Available records>

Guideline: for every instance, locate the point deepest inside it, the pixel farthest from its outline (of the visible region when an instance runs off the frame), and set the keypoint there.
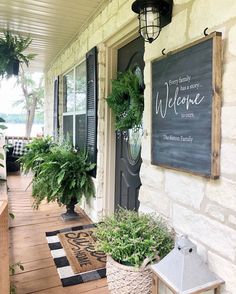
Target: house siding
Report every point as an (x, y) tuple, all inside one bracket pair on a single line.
[(204, 209)]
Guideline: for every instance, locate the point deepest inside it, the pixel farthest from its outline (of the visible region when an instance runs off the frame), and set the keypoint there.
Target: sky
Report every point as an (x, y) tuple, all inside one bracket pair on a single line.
[(10, 92)]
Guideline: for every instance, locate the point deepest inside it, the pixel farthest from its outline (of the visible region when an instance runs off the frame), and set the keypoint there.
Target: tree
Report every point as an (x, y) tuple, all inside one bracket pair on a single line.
[(33, 94)]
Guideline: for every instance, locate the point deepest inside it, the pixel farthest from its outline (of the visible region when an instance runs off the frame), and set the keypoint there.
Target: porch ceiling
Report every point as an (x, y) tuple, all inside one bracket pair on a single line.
[(52, 24)]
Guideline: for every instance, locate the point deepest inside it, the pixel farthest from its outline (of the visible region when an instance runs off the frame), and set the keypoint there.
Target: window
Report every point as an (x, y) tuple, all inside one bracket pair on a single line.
[(74, 110), (80, 105)]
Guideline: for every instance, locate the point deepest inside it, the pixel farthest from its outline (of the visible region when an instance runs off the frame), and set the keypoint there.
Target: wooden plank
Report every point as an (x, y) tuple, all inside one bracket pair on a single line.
[(28, 244), (216, 104), (4, 253)]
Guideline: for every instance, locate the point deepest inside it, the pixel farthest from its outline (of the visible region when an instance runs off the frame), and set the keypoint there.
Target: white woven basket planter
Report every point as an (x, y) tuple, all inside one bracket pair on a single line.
[(124, 279)]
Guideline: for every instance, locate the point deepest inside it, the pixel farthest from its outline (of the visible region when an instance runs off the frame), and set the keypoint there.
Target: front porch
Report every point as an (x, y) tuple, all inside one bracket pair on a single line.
[(28, 244)]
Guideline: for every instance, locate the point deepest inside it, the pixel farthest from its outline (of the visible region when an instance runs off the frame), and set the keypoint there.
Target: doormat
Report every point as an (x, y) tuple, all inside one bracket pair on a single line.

Set exercise> Reproduce the lines starting from the first one and stopping after the line containing "[(204, 209)]", requests included, but scale each point coordinate in the answers by 2.2 and round it to a whole number, with halves rounding up. Leave the pictures out.

Result of this exercise>
Guideline: for every instance, locate the point deepest inside it, the pixel farthest from its outline (of the visible region when an instance runs off the frame), and set the keypoint there.
Target: house siding
Report every point as an (x, y) tuple, all inside one bracket pair on a single line.
[(449, 460)]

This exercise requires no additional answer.